Source information

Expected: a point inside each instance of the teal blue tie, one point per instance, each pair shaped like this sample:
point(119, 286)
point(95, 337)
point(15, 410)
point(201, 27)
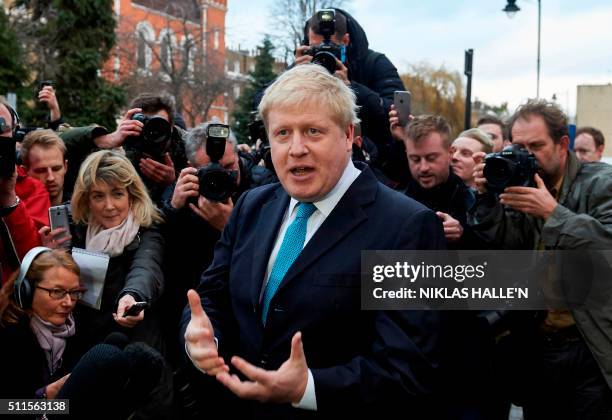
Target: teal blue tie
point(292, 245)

---

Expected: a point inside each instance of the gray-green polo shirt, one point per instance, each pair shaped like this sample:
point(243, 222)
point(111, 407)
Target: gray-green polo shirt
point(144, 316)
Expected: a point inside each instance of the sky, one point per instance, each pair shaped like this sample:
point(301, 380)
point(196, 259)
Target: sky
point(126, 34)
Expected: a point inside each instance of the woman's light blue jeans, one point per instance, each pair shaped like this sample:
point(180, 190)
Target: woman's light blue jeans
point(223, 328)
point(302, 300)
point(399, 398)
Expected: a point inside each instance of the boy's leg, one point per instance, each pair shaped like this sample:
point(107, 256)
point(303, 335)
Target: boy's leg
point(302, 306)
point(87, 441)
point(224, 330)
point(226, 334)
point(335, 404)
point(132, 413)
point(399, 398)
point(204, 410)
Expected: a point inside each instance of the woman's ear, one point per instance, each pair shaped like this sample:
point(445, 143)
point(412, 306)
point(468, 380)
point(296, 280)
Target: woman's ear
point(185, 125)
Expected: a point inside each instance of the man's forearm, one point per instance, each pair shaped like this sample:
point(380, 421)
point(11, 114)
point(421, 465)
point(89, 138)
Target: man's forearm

Activity
Show the lines of the listing above with "pair".

Answer section
Expected: a point inside each instance of the teal blue tie, one point per instance, each pair shaped like this sample:
Expected: a point inside each instance of the gray-green polo shirt, one point per instance, each pair shaped like this sample:
Expected: a point inside each instance of the sky, one point per instance, each pair shaped like this sample:
Expected: a point inside each instance of the woman's light blue jeans, one point per instance, each pair shaped like this sample:
Expected: a point inside each instance of the boy's leg, one point per instance, each pair shaped like this sample:
Expected: a point inside each instance of the woman's ear, one point per instance, each pair shaped like this sample:
Expected: a point inside each instance of the man's forearm, one point per instance, each pair shaped like this sample:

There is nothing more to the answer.